TASK — Reproduce the listing below, substituting "Report its bounding box" for every occurrence of "Return its position" and leaving everything else unchanged.

☆ ☆ ☆ ☆ ☆ ☆ ☆

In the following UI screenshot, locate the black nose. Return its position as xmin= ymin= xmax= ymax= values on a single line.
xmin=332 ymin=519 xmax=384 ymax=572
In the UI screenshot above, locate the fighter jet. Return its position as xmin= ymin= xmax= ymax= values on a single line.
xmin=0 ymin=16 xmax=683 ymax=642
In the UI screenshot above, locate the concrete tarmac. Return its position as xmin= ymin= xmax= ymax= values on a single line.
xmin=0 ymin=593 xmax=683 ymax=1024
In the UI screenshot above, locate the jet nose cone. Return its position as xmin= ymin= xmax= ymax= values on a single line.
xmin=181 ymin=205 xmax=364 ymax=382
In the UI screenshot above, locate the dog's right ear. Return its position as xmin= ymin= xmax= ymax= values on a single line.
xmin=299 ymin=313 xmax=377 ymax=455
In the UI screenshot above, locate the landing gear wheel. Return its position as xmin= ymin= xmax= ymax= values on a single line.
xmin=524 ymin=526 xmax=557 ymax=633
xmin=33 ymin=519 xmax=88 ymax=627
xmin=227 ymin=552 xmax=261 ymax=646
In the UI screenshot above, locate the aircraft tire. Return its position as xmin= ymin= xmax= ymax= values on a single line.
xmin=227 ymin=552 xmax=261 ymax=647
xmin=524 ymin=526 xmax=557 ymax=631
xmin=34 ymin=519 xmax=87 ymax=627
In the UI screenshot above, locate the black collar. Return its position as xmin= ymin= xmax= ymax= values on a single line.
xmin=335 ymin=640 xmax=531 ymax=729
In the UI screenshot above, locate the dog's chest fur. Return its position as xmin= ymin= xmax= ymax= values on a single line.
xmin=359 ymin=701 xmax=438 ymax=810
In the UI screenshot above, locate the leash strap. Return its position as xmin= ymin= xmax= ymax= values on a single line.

☆ ☆ ☆ ☆ ☆ ☆ ☆

CORRECT ANSWER —
In the following UI screenshot, locate the black nose. Report its bounding box as xmin= ymin= xmax= ymax= values on a single line.
xmin=332 ymin=519 xmax=384 ymax=572
In the UI screenshot above, locate the fighter jet. Report its bounding box as xmin= ymin= xmax= ymax= values on a single line.
xmin=0 ymin=16 xmax=683 ymax=642
In the UI screenshot above, locate the concrete tarmac. Report its bounding box as xmin= ymin= xmax= ymax= values on a single line.
xmin=0 ymin=593 xmax=683 ymax=1024
In the UI screenshot above, locate the jet nose cone. Report its bounding box as xmin= ymin= xmax= ymax= values on a single line.
xmin=181 ymin=205 xmax=364 ymax=382
In the UI screenshot above, locate the dog's right ear. Report its bounding box as xmin= ymin= xmax= ymax= values on a single line.
xmin=299 ymin=313 xmax=377 ymax=455
In the UI screenshot above, locate the landing gear wheel. Report its bounding box as xmin= ymin= xmax= ymax= values on a single line.
xmin=524 ymin=526 xmax=557 ymax=633
xmin=33 ymin=519 xmax=88 ymax=627
xmin=227 ymin=552 xmax=261 ymax=646
In the UI screenshot above, locate the aircraft tire. Report its bounding box as xmin= ymin= xmax= ymax= values on a single line.
xmin=227 ymin=552 xmax=261 ymax=647
xmin=524 ymin=526 xmax=557 ymax=631
xmin=34 ymin=519 xmax=87 ymax=627
In the UI screenshot above, locate the black collar. Report its bounding box as xmin= ymin= xmax= ymax= values on a single line.
xmin=335 ymin=640 xmax=531 ymax=729
In the UI screenshot above, locate the dog's chest fur. Report its bounding box as xmin= ymin= xmax= ymax= values on a single line.
xmin=359 ymin=701 xmax=438 ymax=810
In the UI screenshot above, locate the leash strap. Report its bounding box as xmin= ymin= xmax= ymax= values on a single line.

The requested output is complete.